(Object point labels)

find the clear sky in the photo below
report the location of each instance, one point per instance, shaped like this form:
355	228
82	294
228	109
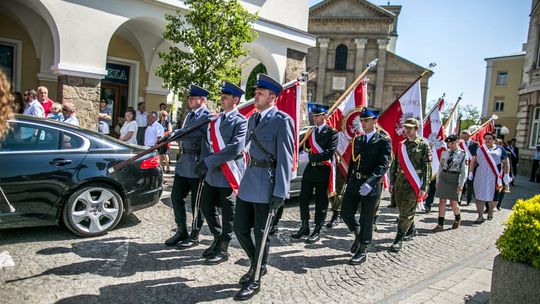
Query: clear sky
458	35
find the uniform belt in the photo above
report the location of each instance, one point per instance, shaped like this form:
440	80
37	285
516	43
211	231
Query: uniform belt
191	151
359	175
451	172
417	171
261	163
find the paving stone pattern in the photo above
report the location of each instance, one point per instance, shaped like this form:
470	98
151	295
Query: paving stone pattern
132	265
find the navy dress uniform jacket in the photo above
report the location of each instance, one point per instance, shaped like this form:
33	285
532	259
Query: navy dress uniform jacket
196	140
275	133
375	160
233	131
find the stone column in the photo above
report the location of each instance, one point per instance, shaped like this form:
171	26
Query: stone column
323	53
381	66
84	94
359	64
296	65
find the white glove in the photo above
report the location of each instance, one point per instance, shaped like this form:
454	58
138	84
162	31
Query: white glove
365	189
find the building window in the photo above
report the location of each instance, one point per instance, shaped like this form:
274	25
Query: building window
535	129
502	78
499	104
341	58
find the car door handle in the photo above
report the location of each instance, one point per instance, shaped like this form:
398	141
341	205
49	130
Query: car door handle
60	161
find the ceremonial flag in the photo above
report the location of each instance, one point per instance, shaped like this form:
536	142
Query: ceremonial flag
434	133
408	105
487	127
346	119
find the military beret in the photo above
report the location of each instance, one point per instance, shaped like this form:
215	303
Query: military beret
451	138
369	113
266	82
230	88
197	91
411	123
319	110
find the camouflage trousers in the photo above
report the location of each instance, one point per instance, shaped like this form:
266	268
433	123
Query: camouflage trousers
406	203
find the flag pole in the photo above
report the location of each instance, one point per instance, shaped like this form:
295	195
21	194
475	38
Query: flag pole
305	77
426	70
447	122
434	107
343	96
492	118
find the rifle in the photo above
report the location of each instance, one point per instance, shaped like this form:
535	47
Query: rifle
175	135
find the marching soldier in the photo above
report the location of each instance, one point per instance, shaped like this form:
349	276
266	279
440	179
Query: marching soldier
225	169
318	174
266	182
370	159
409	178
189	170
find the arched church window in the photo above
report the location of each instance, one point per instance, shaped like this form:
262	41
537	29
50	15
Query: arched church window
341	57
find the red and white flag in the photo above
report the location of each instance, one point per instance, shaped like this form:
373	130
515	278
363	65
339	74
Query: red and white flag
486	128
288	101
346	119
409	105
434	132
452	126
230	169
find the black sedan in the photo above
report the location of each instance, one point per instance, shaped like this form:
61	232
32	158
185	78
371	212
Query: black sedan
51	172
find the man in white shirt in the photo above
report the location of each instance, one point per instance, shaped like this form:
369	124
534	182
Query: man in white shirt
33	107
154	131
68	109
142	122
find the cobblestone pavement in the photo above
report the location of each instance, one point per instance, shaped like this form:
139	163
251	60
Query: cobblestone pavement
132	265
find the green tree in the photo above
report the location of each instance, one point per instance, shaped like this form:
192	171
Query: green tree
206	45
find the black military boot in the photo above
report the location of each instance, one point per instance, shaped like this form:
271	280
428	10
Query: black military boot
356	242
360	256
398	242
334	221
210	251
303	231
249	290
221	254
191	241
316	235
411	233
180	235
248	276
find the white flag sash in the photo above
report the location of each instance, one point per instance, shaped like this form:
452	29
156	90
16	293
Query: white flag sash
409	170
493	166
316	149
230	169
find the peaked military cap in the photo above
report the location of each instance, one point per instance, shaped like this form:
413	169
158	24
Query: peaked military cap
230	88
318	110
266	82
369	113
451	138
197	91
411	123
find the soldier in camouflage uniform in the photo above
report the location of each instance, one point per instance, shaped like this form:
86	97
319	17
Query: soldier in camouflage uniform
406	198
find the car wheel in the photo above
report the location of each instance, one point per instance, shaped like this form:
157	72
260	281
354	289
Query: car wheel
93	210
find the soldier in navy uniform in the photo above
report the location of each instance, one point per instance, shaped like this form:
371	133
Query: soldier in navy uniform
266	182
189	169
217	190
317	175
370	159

REQUIRED WORK: Can you repeat the data above line for line, with no changes, but without the pictures?

TASK SOLUTION:
find the clear sky in the photo below
report the location of each instance, one point per instance, shaped like this form:
355	228
82	294
228	109
Query: clear sky
458	35
find the uniform belt in the photo above
report the location of each instance, one point per instance, shaped like this form:
440	80
37	285
516	43
211	231
Query: uniform belt
191	151
359	175
451	172
417	171
261	163
find the paving stone pattern in the photo above
report the location of each instance, one point per instance, shaped like this form:
470	98
151	295
Query: paving stone pattern
132	265
find the navy dress uniform jacket in the photo above
report the location of each instance, one point per instance, shaped like this form:
33	285
532	259
Query: navy dress uniform jacket
196	140
275	133
375	160
233	131
find the stone column in the photo above
report the location of each instance, one point per instance, shaped like this form:
171	26
Query: stone column
323	53
381	66
84	94
359	64
296	65
find the white glove in the photo above
report the location of each instance, one point per instance, shaped like this form:
454	58
138	84
162	31
Query: white glove
365	189
find the building window in the photo above
report the location of each instance, one point per instance, shaped like this form:
274	25
Query: building window
535	129
502	78
499	104
341	58
find the car door handle in the photo above
report the location of each instance, one point per instance, shaped like this form:
398	141
341	205
49	130
Query: car door handle
60	161
find the ceremonial flag in the photo above
report the location of each instance, one point per instance, shaped like this form:
536	142
Query: ceremonial flag
434	133
408	105
487	127
346	119
find the military beret in the photo above
report the location of each instance, one point per instance, shaped like this form:
215	303
Query: military beret
451	138
369	113
266	82
230	88
197	91
411	123
319	110
find the camouflage trousers in the photo above
report the location of each instance, one point per instance, shaped like this form:
266	268
433	123
Query: camouflage trousers
406	203
find the flag pole in the photo above
report the location of each instance, one point per instance, shaped like this form:
295	195
21	194
475	38
Query: flag pole
305	77
426	70
447	122
434	107
343	96
492	118
find the rifle in the photo above
report the location of each instance, one point per instance, shaped like this form:
535	47
Query: rifle
175	135
find the marching soldier in the photo above
report the location of each instance, one point per instance, shaped like this form:
349	276
266	279
440	179
Query: marching soldier
225	169
318	174
266	182
370	159
409	178
189	170
find the arched church window in the photo above
report the location of each instance, one point per instance, shaped like this form:
262	41
537	29
50	15
Query: arched church window
341	57
find the red and white flag in the photo above
report the location of each instance, one point per instance, shaped like this form:
373	130
515	278
363	65
339	74
Query: red and white flag
486	128
288	101
346	119
409	105
434	132
452	126
230	169
find the black sedan in the photo above
report the location of each instance, one point per instance, shaped like this form:
61	232
32	158
185	78
371	212
Query: black sedan
51	172
find the man in white shirt in the photo above
report the location of each instance, one point per instance, shaped like this form:
369	124
534	182
Query: man in white shirt
33	107
154	131
68	109
142	122
find the cobblestone pavement in the photo above
report the location of each instance, one point per instance, shaped like this form:
139	163
251	60
Query: cobblestone pavement
132	265
find the green tree in the photo above
report the location of each instance, one point per instance, shaped like this form:
192	171
Query: green tree
206	45
find the black military boot in the photo above
report the location of each instance, one point per instance, shaped like this form:
271	280
428	10
Query: black military boot
356	242
360	256
398	242
334	221
210	251
303	231
249	290
221	254
191	241
316	235
411	233
180	235
248	276
find the white flag sash in the photo above
report the location of each instance, one point per instance, shaped like this form:
452	29
156	90
16	293
Query: white flag sash
409	170
493	166
316	149
230	169
find the peaked military cap in the photo above
report the location of each instance, one point per instance, shaped like this form:
413	169
158	24
Query: peaked military cap
230	88
318	110
266	82
369	113
451	138
197	91
411	123
find the soldier in camouflage uniform in the photo above
report the location of each instance, one point per instance, shaped like this form:
86	97
319	17
Query: soldier in camouflage uniform
406	198
find the car wheel in the photo above
report the location of each instance, one point per instance, shaped like this form:
157	72
260	281
354	289
Query: car wheel
93	210
find the soldier in navy uniform in the photo above
report the location of each instance, one point per instance, shaped like this form:
371	133
Query: soldier in navy uniform
266	182
189	169
217	190
317	175
370	159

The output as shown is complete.